Условие задания — Перепишите из извлечённого текста фрагмент, начиная со слов «И еще там есть» и заканчивая словами «Шлага провокатора Клауса.».

Извлечённый текст —
════════════════════
3 мин.

ДО ПОСЛЕДНЕГО ЗАНАВЕСА

Кому на роду суждено быть повешенным - точно не утонет. А если утонет - то его достанут, оживят, и снова выпустят в жизнь - как в аквариум, в котором нет места веревкам, мылу и табурету. 

И аквалангу там тоже места нет.

Зато там есть обычный оцинкованный бак на двадцать литров, который, будучи запросто пробитый одним легким движением среднего пальца, оставляет в кинематографической вечности Великого Мастера по имени Сан-Саныч.

И еще там есть лошадь и шпага, и плащ королевского мушкетёра Де Тревиля, давшего путёвку в жизнь наивному идеалисту Д'Артаньяну.

И снайперская винтовка Василия Кораблёва, так и не порвавшая посконный путь Витьки-Антибиотика.

А еще там пылится протокол сержанта милиции, решавшего наивные проблемы хрущевской оттепели с шагающим по Москве Никитой Михалковым.

Там неспешно наворачивает обороты и мешки с мукой мельница, на которую безбашенно забредал золотухинский Бумбараш.

Там суетливо бегают вокруг инкассаторской машины Никулин с Евстигнеевым, на старости лет решившие умыкнуть из благих побуждений музейное полотно, и навеки оставшиеся в анналах как "Старики-Разбойники".

Там покрывается тиной "Вальтер" Штирлица, вдумчиво застрелившего во имя спасения пастора Шлага провокатора Клауса.

И гоголевский нос тоже там - под взором дурноватого полицмейстера, выбивающего из привычной действительности майора Ковалева последние остатки здравомыслия.
════════════════════
Предоставленные данные —

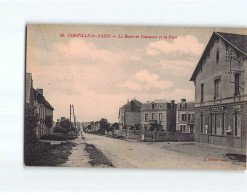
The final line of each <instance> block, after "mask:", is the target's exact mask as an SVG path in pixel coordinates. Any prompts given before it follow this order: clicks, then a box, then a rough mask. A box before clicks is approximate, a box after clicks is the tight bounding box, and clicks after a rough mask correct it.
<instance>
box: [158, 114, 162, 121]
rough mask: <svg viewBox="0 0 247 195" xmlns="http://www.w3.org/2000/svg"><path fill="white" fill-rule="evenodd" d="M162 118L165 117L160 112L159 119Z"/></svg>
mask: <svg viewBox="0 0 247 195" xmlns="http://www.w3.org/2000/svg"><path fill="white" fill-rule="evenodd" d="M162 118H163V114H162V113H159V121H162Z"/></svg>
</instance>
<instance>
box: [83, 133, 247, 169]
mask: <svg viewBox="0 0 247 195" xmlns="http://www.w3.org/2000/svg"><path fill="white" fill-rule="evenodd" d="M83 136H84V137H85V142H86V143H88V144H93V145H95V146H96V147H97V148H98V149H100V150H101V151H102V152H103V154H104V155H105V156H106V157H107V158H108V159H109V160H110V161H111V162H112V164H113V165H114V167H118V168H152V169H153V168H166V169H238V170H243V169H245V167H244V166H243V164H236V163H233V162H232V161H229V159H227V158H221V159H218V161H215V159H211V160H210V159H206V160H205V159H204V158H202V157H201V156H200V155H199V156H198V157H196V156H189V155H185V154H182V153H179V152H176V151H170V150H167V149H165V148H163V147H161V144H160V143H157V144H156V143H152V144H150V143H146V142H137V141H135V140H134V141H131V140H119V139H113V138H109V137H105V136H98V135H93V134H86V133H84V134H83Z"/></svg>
════════════════════
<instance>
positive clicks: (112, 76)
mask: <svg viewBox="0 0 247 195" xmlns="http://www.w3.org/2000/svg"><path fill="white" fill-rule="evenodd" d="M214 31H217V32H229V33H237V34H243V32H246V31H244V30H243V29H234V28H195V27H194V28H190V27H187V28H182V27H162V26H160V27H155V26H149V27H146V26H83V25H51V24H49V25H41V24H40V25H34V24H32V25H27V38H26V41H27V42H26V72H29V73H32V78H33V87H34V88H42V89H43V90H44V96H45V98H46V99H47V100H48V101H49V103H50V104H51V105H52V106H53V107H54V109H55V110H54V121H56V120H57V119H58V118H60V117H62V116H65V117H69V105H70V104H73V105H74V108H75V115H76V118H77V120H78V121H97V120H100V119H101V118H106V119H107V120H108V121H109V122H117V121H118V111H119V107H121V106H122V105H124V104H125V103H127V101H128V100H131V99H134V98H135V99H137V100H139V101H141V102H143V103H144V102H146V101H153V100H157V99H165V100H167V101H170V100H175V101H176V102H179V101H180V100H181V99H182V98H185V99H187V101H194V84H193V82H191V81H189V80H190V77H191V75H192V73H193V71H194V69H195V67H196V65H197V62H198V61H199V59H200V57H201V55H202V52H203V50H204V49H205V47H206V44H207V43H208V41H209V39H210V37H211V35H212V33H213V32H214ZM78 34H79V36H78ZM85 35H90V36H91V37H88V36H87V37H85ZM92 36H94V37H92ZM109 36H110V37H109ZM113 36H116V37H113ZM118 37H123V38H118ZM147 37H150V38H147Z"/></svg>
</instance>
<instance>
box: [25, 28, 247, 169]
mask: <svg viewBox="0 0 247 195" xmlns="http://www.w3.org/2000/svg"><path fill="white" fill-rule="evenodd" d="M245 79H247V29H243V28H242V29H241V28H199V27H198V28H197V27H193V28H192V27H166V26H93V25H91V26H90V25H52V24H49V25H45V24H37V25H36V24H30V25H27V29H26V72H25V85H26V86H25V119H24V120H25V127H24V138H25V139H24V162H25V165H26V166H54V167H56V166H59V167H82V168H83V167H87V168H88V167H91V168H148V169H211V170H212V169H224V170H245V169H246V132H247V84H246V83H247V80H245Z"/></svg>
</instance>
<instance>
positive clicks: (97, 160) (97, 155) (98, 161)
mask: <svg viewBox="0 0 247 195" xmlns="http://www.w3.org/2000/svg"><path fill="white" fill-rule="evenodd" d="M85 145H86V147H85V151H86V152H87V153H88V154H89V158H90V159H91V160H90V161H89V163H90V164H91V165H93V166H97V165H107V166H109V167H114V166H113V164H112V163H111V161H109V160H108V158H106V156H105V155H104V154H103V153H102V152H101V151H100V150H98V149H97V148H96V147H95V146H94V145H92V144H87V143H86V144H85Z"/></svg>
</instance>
════════════════════
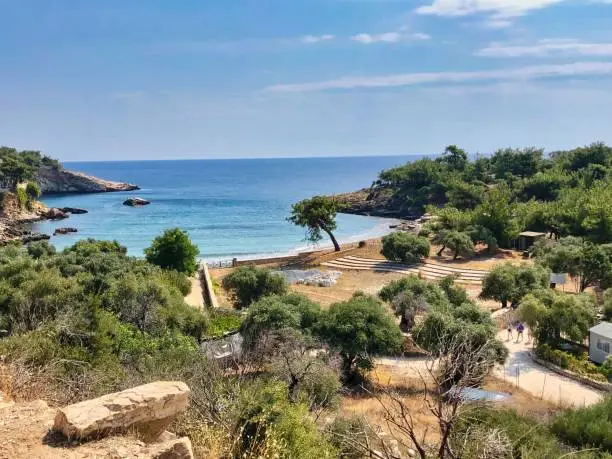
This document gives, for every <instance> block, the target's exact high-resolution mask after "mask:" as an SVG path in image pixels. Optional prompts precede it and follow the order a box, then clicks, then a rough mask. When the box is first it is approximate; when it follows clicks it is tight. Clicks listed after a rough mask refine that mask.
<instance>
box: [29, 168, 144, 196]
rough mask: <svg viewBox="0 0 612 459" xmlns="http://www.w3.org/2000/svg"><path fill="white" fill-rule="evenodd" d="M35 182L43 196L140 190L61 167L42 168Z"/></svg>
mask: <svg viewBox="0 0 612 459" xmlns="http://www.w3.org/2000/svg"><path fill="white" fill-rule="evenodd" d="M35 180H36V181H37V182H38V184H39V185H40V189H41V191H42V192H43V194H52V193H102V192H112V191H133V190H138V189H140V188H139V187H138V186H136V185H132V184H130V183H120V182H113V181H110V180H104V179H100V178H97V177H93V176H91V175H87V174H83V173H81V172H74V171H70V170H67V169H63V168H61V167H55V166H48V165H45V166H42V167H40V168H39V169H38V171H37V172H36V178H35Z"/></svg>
════════════════════
Ваш ответ —
И еще там есть лошадь и шпага, и плащ королевского мушкетёра Де Тревиля, давшего путёвку в жизнь наивному идеалисту Д'Артаньяну.

И снайперская винтовка Василия Кораблёва, так и не порвавшая посконный путь Витьки-Антибиотика.

А еще там пылится протокол сержанта милиции, решавшего наивные проблемы хрущевской оттепели с шагающим по Москве Никитой Михалковым.

Там неспешно наворачивает обороты и мешки с мукой мельница, на которую безбашенно забредал золотухинский Бумбараш.

Там суетливо бегают вокруг инкассаторской машины Никулин с Евстигнеевым, на старости лет решившие умыкнуть из благих побуждений музейное полотно, и навеки оставшиеся в анналах как "Старики-Разбойники".

Там покрывается тиной "Вальтер" Штирлица, вдумчиво застрелившего во имя спасения пастора Шлага провокатора Клауса.